Excerpt provided |
[start]

In Rome he forged some extremely important friendships, with the painter Prospero Orsi, the architect Onorio Longhi, and the sixteen-year-old Sicilian artist Mario Minniti. Orsi, established in the profession, introduced him to influential collectors; while Longhi, introduced him to the dubious world of Roman street-brawls. A few months later he was painting for the highly successful Giuseppe Cesari, Pope Clement VIII’s favourite artist, “painting flowers and fruit” and developed a considerable name as an artist, In Rome there was demand for paintings to fill the many huge new churches and palazzos being built at the time. It was also a period when the Church was searching for a stylistic alternative to Mannerism in religious art that was tasked to counter the threat of Protestantism. Caravaggio’s innovation was a radical naturalism that combined close physical observation with a dramatic, even theatrical, use of chiaroscuro that came to be known as tenebrism. Minniti served Caravaggio as a model and, years later, would be instrumental in helping him to obtain important commissions in Sicily. Known works from this period include a small Boy Peeling a Fruit (his earliest known painting), a Boy with a Basket of Fruit, and the Young Sick Bacchus, supposedly a self-portrait done during convalescence from a serious illness that ended his employment with Cesari.

[end]

Directions |
#1 Answer these questions from the passage on Caravaggio in Rome:
(a) Who introduced Caravaggio to influential collectors?
(b) Which work does the passage call his earliest known painting?
(c) How old was Mario Minniti?
#2 Decide whether each statement agrees with the passage on Caravaggio in Rome, giving yes or no and the passage's deciding words:
(a) Longhi introduced Caravaggio to influential collectors.
(b) Giuseppe Cesari was Pope Clement VIII's favorite artist.
(c) Minniti later helped Caravaggio get commissions in Sicily.
#3 Please carry on the passage about Caravaggio in Rome from the point where it stops.
The material that follows this passage isn't needed for any of the work.

Entries provided |
[start]

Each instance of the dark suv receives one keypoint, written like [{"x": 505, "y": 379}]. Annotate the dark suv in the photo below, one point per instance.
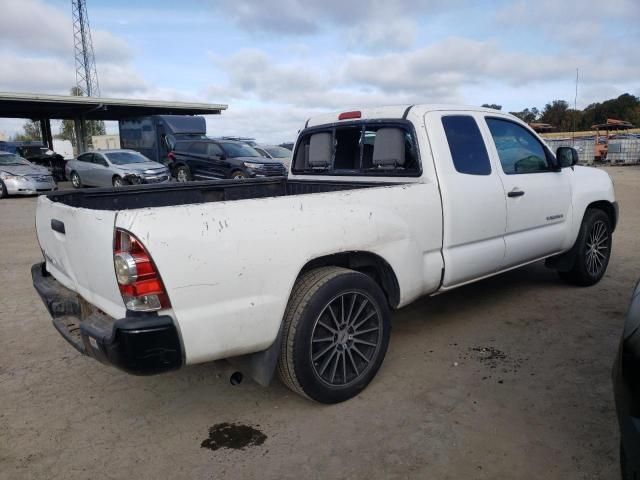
[{"x": 216, "y": 159}]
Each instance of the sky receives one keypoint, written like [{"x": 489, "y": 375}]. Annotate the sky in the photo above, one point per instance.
[{"x": 278, "y": 62}]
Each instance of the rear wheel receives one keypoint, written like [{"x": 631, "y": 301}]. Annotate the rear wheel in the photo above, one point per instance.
[
  {"x": 626, "y": 468},
  {"x": 336, "y": 334},
  {"x": 593, "y": 250},
  {"x": 182, "y": 174},
  {"x": 75, "y": 180}
]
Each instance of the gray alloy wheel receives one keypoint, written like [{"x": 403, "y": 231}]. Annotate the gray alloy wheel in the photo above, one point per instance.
[
  {"x": 346, "y": 339},
  {"x": 335, "y": 334},
  {"x": 592, "y": 250},
  {"x": 597, "y": 248},
  {"x": 182, "y": 175},
  {"x": 75, "y": 180}
]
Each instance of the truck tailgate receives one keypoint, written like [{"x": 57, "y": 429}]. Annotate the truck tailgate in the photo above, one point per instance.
[{"x": 77, "y": 245}]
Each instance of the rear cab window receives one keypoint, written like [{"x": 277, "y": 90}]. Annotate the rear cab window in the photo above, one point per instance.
[
  {"x": 360, "y": 148},
  {"x": 518, "y": 149},
  {"x": 468, "y": 151}
]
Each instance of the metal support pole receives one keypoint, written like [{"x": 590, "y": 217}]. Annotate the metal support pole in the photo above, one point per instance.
[
  {"x": 45, "y": 130},
  {"x": 78, "y": 126}
]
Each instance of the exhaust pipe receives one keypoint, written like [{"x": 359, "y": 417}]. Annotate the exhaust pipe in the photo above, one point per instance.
[{"x": 236, "y": 378}]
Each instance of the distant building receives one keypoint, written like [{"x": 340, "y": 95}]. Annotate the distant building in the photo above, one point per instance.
[{"x": 105, "y": 142}]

[end]

Answers to the exercise |
#1
(a) Prospero Orsi
(b) Boy Peeling a Fruit
(c) Sixteen

#2
(a) No: "Orsi, established in the profession, introduced him to influential collectors"
(b) Yes: "Giuseppe Cesari, Pope Clement VIII’s favourite artist"
(c) Yes: "would be instrumental in helping him to obtain important commissions in Sicily"

#3
Caravaggio led a tumultuous life and was a violent amd easily provoked individual. He was jailed on several occasions, vandalized his own apartment, and ultimately had a death warrant issued for him by the Pope. He was also notorious for brawling, even in a time and place when such behavior was commonplace, and the transcripts of his police records and trial proceedings fill several pages. In 1606, he killed, possibly unintentionally, a young man named Ranuccio Tomassoni from Terni (Umbria). The circumstances of the brawl and the death of Ranuccio Tomassoni remain mysterious. Several contemporary avvisi referred to a quarrel over a gambling debt and a tennis game.  Whatever the details, it was a serious matter. Previously his high-placed patrons had protected him from the consequences of his escapades, but this time they could do nothing. Caravaggio, outlawed, fled from Rome to Naples.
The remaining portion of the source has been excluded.